> [WHAT TO WORK ON]:
After locating the line that contains "of the brick" in the records below, write out exactly that line and each line after it through the one that contains "of the shrub", and nothing else.

> [PROVIDED MATERIAL]:

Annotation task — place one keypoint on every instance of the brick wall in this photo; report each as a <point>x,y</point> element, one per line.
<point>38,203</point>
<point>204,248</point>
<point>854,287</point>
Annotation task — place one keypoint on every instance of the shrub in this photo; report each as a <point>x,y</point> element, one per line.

* * *

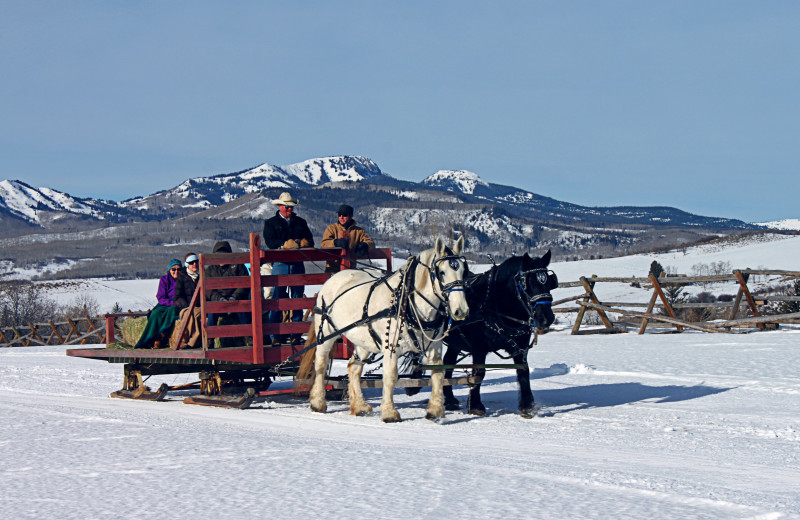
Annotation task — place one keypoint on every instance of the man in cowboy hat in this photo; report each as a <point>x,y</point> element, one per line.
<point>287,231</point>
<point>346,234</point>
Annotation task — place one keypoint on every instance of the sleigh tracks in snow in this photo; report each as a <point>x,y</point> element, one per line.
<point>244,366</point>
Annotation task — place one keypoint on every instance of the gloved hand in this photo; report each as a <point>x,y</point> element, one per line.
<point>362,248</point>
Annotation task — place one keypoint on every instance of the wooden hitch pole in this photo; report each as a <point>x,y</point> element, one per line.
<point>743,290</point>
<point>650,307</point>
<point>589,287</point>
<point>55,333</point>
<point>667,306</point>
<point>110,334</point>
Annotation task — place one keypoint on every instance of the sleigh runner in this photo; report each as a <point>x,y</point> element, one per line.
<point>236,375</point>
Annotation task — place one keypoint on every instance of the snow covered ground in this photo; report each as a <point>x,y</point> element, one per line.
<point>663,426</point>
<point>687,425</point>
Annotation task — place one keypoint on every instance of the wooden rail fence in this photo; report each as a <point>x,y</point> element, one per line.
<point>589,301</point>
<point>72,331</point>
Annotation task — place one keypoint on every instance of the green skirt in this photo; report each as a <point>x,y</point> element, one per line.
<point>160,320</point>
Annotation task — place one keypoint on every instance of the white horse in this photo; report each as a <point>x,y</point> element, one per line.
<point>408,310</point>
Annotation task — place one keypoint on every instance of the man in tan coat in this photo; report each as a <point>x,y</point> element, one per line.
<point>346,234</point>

> [RESPONSE TO THIS TASK]:
Annotation task — place one keypoint on every instance of the brick wall in this photo; report each as a <point>x,y</point> element, one per line.
<point>38,203</point>
<point>204,248</point>
<point>854,287</point>
Annotation task — place one keypoint on every instance of the shrub in this photo; report each as a <point>x,y</point> element, one per line.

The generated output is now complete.